-------- BAGIAN TEKS
Chapter Review 1



Literasi Bukanlah Satu-satunya Kemampuan
By: Daroni

Setelah minggu kemarin, kita membuat tugas Appetizer.  Di pertemuan kedua kita beralih ke tugas chapter review.  Ulasan bab pertama ini membahas tentang “Rekayasa literasi”.  Definisi (lama) literasi adalah kemampuan membaca dan menulis (7th Edition Oxford Advanced Learner’s Dictionary, 2005: 898).  Dalam konteks persekolahan Indonesia, istilah literasi jarang dipakai.  Istilah yang sering dipakai adalah pengajaran bahasa atau pembelajaran bahasa (Setiadi: 2010).  Padahal literasi adalah praktik cultural yang berkaitan dengan persoalan sosial dan politik.


Di zaman modern ini, kita dituntut tidak hanya cukup memiliki kemampuan pendidikan dasar berupa membaca dan menulis.  Kini bermunculan ungkapan literasi computer, literasi virtual, literasi matematika, literasi IPA, dan sebagainya.  Karena kita berada di ruang lingkup zaman modern, Freebody & Luke menyodorkan model literasi sebagai berikut: (1) memahami kode dalam teks, (2) terlibat dalam memaknai teks, (3) menggunakan teks secara fungsional, dan (4) melakukan analisis dan mentransformasi teks secara kritis.  Keempat peran literasi ini dapat diringkas ke dalam lima verba: memahami, melibati, menggunakan, menganalisis, dan mentransformasi teks.  Itulah hakikat berliterasi secara kritis dalam masyarakat demokratis.
----------------
● **PETUNJUK KERJA**
a – Dalam ulasan tentang literasi, apa definisi lama literasi?
b – Teruskan ulasan tentang literasi setelah kalimat terakhirnya.
-------- KUMPULAN MATERI
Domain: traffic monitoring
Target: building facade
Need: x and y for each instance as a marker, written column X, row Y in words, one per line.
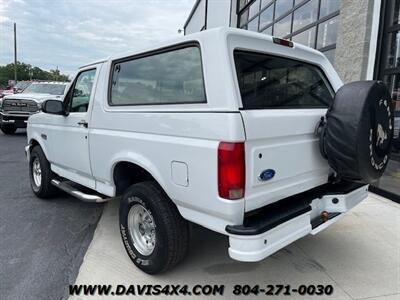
----------------
● **KUNCI JAWABAN**
a – Kemampuan membaca dan menulis.

b –
Pendidikan bahasa berbasis literasi seharusnya dilaksanakan atas tujuh prinsip sebagai berikut:
1.      Literasi adalah kecakapan hidup yang memungkinkan manusia berfungsi maksimal sebagai anggota masyarakat.
2.      Literasi mencakup kemampuan reseptif dan produktif dalam upaya berwacana secara tertulis maupun secara lisan.
3.      Literasi adalah kemampuan memecahkan masalah.
4.      Literasi adalah refleksi penguasaan dan apresiasi budaya.
5.      Literasi adalah kegiatan refleksi diri.
6.      Literasi adalah hasil kolaborasi.
7.      Literasi adalah kegiatan melakukan interpretasi.
Metode dan Pendekatan Pengajaran Bahasa Inggris
Pendekatan Struktural
Pendekatan Audiolingual
Pendekatan Kognitif dan Transformatifif
Pendekatan Communicative Competence
Pendekatan Literasi
 



















Keterangan:
ü  Pendekatan struktural: pendekatan yang menggunakan metode grammar.
ü  Pendekatan audiolingual memiliki nama lain dengar-ucap (1940-1960).  Pendekatan ini lebih fokusnya pada latihan dialog-dialog pendek untuk dikuasai oleh siswa.
ü  Pendekatan kognitif dan transformatif lebih terfokus pada potensi berbahasa siswa sesuai dengan potensi dan kebutuhan lingkungannya.  Materi yang diajarkannya pun berorientasi ke sintaksis.
ü  Pendekatan communicative competence lebih menitik beratkan dalam komunikasi manusia tidak sekedar memproduksi ungkapan yang komunikatif, tapi harus bernalar.  Tokoh-tokoh dalam pendekatan ini antara lain Hymes (1976) dan Widdowson (1978).  Adapun tujuan pendekatan ini adalah menjadikan siswa mampu berkomunikasi dalam bahasa target, mulai dari komunikasi terbatas sampai dengan komukasi spontan dan alami.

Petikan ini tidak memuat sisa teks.